== SHORT TASK ==
In the entries between the lines holding "If you could pin the black" and "column 246, row 38", inclusive, swap "side mirror" for "rear mirror" and change nothing else. Give back only those lines.

Excerpts from location labeling data

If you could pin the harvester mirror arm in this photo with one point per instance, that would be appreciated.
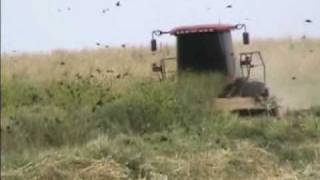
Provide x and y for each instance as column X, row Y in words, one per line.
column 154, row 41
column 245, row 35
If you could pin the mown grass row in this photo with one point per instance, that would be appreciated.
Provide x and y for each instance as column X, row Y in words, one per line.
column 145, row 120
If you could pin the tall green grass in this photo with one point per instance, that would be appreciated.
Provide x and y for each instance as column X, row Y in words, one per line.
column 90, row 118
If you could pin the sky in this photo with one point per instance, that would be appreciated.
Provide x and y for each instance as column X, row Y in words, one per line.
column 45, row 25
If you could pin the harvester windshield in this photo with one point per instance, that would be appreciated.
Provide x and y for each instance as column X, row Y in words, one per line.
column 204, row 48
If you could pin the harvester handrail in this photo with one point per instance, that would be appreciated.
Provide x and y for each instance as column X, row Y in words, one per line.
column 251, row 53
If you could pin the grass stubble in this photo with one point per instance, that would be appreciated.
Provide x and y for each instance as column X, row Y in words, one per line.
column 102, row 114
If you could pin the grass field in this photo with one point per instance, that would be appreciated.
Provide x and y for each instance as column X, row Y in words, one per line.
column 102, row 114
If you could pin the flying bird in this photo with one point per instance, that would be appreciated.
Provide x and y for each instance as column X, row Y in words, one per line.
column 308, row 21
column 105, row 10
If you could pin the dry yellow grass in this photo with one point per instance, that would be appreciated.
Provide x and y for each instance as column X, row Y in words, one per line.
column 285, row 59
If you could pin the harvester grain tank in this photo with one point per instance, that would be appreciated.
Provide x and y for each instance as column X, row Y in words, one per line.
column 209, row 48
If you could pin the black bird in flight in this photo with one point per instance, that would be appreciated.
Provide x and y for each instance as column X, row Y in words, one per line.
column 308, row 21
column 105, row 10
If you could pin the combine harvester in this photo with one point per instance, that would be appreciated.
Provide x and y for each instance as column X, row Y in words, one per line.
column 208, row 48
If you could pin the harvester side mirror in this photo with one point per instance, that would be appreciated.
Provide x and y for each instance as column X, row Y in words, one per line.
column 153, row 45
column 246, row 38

...

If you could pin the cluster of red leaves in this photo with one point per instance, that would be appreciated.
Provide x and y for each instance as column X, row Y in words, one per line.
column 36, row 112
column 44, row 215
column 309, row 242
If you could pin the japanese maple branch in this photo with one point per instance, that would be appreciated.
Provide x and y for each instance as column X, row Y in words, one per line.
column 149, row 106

* * *

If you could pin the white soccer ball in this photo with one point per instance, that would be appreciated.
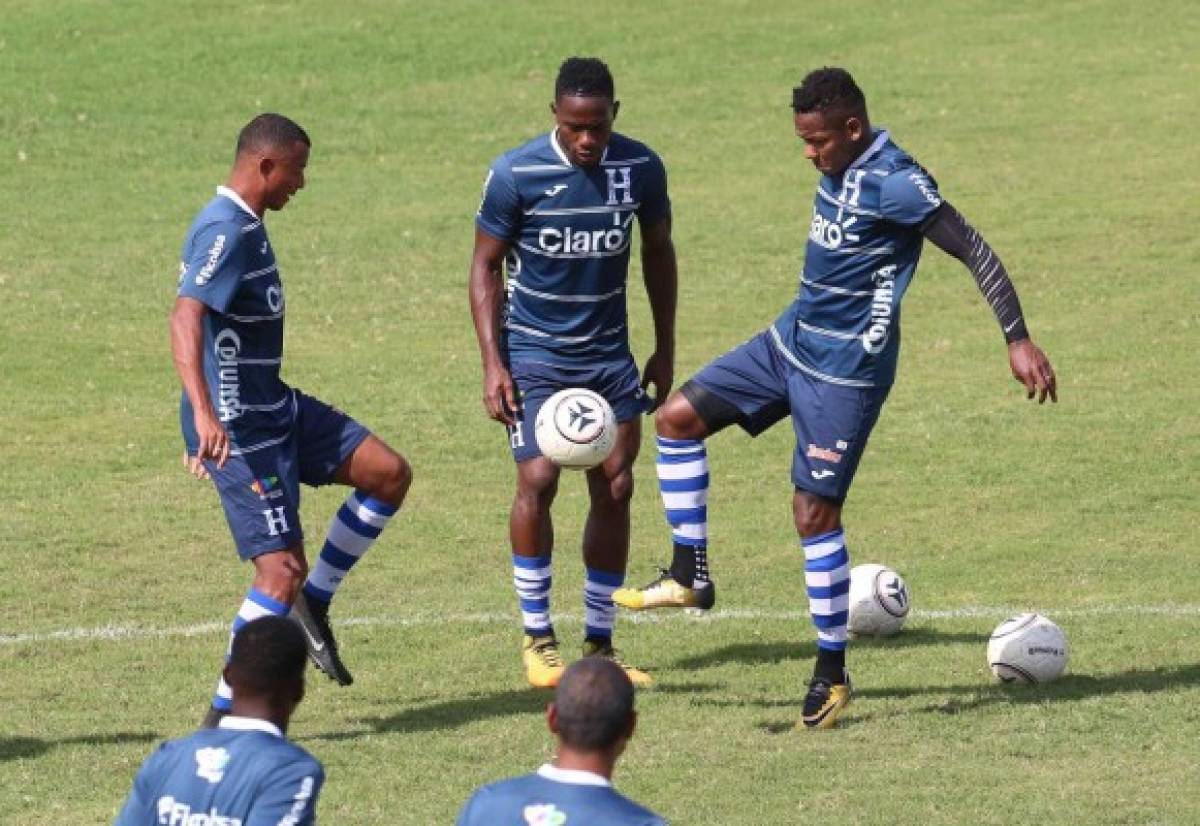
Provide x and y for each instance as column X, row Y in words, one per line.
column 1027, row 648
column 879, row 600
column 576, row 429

== SOLUTION TO THIS EXERCISE ==
If you could pin the black bird in flight in this photo with one point per instance, that would be appreciated.
Provide x and y for each instance as column X, row Y in words, one per line.
column 308, row 21
column 105, row 10
If you could pin the combine harvester in this photo with one point per instance, that would be appreciated.
Provide x and y for each instance as column X, row Y in words, one per line.
column 208, row 48
If you could pin the harvester rear mirror in this photo with one point per instance, that would be appreciated.
Provide x and y for each instance as column X, row Y in words, one per line.
column 153, row 45
column 246, row 38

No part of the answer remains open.